Source information ->
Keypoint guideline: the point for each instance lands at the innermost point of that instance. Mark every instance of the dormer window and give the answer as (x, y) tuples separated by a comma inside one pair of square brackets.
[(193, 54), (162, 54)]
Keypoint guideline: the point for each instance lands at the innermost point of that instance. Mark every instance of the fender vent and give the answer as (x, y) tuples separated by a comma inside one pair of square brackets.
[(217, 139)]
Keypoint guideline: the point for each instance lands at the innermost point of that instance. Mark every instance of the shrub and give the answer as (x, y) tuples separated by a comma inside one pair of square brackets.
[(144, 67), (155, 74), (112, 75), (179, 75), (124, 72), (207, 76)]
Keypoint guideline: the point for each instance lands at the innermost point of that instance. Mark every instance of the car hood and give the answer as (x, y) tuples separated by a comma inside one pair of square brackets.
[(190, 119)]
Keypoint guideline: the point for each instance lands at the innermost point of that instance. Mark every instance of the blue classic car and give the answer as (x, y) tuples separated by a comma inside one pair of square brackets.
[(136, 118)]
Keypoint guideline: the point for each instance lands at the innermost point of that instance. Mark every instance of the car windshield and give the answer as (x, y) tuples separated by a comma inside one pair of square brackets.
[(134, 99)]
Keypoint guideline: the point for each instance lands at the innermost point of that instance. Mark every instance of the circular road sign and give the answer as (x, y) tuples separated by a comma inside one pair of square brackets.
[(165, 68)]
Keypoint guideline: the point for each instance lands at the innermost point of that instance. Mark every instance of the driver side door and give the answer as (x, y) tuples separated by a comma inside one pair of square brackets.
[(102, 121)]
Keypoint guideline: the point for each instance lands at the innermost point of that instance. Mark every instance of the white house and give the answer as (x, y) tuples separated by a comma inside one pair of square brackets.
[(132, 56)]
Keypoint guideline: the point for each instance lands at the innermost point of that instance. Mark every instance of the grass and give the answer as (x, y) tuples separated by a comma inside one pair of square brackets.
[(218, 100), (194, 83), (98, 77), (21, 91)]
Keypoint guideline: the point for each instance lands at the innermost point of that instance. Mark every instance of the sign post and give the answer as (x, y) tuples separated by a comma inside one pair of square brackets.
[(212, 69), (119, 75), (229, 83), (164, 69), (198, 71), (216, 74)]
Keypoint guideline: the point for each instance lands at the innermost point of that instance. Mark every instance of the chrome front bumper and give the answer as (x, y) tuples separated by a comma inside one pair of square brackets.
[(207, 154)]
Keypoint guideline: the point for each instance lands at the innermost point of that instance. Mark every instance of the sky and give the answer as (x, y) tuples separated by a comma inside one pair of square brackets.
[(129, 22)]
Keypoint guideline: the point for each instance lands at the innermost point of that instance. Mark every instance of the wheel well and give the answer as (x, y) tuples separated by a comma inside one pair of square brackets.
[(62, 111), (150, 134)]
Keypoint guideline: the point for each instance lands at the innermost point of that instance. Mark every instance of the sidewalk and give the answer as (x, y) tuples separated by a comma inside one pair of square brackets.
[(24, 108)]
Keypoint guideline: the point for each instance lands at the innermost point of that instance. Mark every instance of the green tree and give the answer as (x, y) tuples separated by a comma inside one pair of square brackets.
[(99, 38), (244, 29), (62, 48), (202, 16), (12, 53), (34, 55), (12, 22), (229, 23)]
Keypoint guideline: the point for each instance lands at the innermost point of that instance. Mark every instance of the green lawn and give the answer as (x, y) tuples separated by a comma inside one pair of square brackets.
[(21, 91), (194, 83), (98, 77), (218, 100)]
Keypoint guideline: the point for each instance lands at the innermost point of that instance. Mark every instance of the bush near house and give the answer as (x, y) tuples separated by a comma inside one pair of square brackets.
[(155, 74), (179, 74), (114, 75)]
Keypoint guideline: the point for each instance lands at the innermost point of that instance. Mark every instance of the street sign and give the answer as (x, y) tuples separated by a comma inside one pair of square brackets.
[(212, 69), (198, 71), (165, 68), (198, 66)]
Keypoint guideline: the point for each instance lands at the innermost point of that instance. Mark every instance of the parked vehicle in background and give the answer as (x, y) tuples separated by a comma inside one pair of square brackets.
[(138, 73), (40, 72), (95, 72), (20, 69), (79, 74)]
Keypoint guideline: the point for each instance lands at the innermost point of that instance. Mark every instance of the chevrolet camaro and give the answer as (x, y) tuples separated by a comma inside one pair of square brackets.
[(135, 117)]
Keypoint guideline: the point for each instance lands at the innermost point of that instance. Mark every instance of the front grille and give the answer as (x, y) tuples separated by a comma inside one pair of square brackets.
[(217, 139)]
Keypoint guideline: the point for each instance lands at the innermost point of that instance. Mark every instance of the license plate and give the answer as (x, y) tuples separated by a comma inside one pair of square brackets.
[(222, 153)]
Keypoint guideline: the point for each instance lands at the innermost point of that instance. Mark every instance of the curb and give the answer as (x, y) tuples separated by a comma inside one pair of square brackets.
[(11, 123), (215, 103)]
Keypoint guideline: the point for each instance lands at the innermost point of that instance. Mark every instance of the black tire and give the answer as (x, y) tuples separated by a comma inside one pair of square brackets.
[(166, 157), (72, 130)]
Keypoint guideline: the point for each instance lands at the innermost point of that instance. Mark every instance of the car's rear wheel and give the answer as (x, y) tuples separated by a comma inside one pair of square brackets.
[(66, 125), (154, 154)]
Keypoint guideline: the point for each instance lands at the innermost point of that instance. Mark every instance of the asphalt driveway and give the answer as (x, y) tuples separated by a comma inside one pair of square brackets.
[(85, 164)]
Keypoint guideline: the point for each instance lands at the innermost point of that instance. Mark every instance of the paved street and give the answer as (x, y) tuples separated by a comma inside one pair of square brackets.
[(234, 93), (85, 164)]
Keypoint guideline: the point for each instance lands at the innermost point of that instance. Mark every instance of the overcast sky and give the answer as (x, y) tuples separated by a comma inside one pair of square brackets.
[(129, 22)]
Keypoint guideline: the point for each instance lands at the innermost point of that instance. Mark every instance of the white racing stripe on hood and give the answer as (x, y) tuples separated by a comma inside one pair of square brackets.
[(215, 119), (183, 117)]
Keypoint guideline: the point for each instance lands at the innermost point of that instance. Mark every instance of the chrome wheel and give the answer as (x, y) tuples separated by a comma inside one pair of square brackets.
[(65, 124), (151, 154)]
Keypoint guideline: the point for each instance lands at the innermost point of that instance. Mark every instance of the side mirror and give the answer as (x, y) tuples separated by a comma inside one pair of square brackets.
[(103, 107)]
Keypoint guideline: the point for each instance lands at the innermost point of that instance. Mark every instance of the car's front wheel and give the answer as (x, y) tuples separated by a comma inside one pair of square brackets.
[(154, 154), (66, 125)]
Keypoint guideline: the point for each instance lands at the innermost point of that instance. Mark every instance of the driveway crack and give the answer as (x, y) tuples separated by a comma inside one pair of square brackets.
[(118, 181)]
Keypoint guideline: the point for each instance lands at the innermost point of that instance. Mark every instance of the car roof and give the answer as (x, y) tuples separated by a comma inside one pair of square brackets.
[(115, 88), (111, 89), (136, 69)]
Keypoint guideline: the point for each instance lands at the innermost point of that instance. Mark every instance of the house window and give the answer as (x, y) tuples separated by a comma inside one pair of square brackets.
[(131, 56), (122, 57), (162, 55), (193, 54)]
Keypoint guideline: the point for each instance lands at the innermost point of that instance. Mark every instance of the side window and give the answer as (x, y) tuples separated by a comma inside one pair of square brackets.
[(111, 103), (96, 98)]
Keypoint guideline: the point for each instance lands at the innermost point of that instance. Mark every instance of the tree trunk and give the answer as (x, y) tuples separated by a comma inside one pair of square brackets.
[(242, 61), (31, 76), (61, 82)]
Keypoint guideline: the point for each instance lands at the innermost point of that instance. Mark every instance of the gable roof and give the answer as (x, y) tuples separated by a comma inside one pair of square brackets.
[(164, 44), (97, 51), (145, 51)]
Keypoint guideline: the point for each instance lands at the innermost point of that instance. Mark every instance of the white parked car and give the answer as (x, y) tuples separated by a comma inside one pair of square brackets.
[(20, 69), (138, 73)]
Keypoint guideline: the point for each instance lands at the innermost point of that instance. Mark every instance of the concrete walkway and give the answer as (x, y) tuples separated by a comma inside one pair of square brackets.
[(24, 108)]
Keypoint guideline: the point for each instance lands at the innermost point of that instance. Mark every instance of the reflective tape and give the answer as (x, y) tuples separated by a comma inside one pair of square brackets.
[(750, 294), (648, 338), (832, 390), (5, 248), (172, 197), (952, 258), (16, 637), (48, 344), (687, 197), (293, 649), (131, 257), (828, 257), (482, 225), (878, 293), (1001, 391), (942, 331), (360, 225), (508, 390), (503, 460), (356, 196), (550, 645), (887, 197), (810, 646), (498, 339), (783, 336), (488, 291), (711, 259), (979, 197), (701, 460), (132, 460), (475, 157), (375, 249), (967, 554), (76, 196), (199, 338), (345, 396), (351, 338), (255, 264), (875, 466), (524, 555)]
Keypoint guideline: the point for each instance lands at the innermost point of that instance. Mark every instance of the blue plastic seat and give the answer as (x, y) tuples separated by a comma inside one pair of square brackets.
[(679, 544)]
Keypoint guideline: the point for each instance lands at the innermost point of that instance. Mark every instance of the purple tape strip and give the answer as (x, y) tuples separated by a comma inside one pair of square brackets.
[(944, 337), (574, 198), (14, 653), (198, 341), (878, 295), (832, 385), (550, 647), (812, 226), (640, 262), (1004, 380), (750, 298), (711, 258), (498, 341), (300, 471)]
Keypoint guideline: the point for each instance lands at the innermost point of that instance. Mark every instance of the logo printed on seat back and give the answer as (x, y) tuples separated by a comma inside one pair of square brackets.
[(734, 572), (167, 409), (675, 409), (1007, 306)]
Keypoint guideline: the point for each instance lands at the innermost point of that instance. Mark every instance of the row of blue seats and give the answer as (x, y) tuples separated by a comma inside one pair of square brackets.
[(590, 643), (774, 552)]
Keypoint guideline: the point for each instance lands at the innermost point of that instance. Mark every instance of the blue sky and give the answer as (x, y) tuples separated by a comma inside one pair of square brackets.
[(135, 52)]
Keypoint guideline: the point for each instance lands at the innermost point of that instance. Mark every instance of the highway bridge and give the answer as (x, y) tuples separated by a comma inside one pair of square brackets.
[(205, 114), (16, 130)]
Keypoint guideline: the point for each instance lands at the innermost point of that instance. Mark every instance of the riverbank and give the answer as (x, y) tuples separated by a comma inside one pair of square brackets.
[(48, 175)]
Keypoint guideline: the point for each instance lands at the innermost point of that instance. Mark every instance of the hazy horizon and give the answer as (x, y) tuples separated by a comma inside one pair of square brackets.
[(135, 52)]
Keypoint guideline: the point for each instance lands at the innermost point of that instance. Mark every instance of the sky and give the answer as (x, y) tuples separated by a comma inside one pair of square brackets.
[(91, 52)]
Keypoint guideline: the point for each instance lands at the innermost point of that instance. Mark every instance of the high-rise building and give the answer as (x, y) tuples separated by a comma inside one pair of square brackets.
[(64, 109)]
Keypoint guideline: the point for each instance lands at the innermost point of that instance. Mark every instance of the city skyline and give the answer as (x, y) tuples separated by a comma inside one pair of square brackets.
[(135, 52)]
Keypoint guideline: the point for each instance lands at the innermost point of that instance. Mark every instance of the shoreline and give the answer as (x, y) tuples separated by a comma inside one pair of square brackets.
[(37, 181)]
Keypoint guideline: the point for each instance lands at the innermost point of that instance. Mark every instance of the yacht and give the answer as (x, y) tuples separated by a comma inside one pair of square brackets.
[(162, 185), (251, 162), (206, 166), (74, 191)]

Action item ->
Please restate, exactly as written, the line that holds "of the hazy" and all remaining lines of the data above, and only those.

Finished exercise ->
Keypoint guideline: the point for each instance lands at the innermost point of that instance. Mark every instance of the hazy horizon and give the answer as (x, y) tuples separated by a comma inside one pair of square brackets.
[(135, 52)]
Keypoint guideline: the point for each instance lands at the innermost point of that instance. Mark every instance of the sky and give the answer as (x, y) tuples separated by a comma inside one pair of square brackets.
[(91, 52)]
Keypoint guideline: the point for each instance lands at the innermost point of that instance. Mark every instance of the high-rise building and give the answer as (x, y) tuples separated by a comma inside one pair of square brackets.
[(64, 109)]
Keypoint guideline: the point for each instance lands at the innermost point of that instance. Mark every instance of the city skyline and give the answer as (x, y) tuples separated by a comma inside one pair of square brackets.
[(135, 52)]
Keypoint guideline: the point for each instance lands at the innermost point of that instance. Mark every instance of the shoreline and give the answer as (x, y) tuples separated by a comma inside one pair of square brackets.
[(37, 181)]
Keypoint guideline: the point for each instance lands at the innermost point of that instance. Mark every instance of the yacht and give the answer as (x, y) tuples separated by a comma inside one pair of square brackets.
[(162, 185), (251, 162), (206, 166), (74, 191)]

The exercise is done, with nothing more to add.